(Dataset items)
--- Begin ---
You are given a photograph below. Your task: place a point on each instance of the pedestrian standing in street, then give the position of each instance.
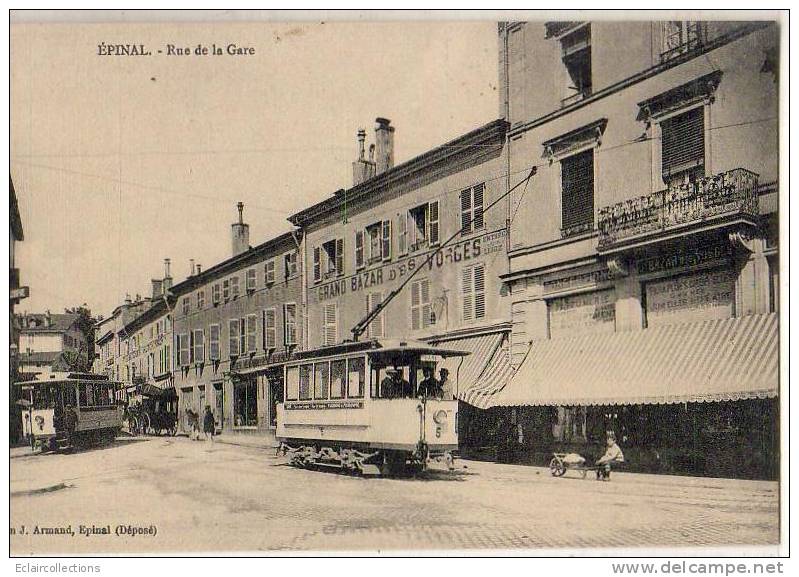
(209, 425)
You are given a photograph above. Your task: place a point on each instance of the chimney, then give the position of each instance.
(241, 233)
(384, 139)
(158, 288)
(167, 284)
(363, 169)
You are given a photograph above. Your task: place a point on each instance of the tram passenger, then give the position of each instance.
(429, 387)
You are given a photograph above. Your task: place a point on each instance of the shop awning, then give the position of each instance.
(717, 360)
(483, 372)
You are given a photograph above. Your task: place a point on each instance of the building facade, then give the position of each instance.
(654, 212)
(430, 235)
(235, 325)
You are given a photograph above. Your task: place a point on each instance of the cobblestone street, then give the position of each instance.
(221, 497)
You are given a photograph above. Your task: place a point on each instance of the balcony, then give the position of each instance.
(718, 199)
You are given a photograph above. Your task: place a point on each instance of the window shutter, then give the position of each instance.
(577, 179)
(477, 206)
(479, 291)
(434, 233)
(683, 143)
(317, 263)
(359, 249)
(467, 293)
(415, 306)
(402, 234)
(339, 256)
(466, 211)
(386, 240)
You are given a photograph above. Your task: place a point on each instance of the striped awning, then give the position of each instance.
(484, 371)
(717, 360)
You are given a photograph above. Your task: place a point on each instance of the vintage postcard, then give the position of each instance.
(291, 283)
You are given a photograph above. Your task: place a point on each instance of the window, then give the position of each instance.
(473, 292)
(472, 209)
(184, 356)
(199, 346)
(269, 272)
(290, 264)
(252, 333)
(421, 311)
(329, 324)
(233, 338)
(683, 146)
(290, 324)
(576, 56)
(234, 287)
(245, 403)
(681, 37)
(306, 374)
(577, 193)
(321, 380)
(292, 383)
(356, 377)
(338, 376)
(270, 329)
(213, 342)
(375, 328)
(423, 228)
--- End ---
**Description of the task:** Recast the records, from the line with "window, then give the position of each instance." up to and including the final line of the records, as a Markdown table with the columns Nr and Line. Put one line in each row with its row number, and leave out blank lines.

**Written solution:**
| Nr | Line |
|---|---|
| 1 | You are given a photograph above. Your task: place a point on each instance of the window, then give the position of each instance. |
| 2 | (473, 292) |
| 3 | (472, 209) |
| 4 | (184, 356) |
| 5 | (199, 346) |
| 6 | (269, 272) |
| 7 | (290, 264) |
| 8 | (252, 333) |
| 9 | (421, 311) |
| 10 | (329, 324) |
| 11 | (233, 338) |
| 12 | (683, 146) |
| 13 | (290, 324) |
| 14 | (576, 56) |
| 15 | (234, 287) |
| 16 | (245, 403) |
| 17 | (681, 37) |
| 18 | (306, 374) |
| 19 | (577, 193) |
| 20 | (321, 380) |
| 21 | (292, 383) |
| 22 | (356, 377) |
| 23 | (338, 376) |
| 24 | (270, 329) |
| 25 | (213, 342) |
| 26 | (375, 328) |
| 27 | (423, 228) |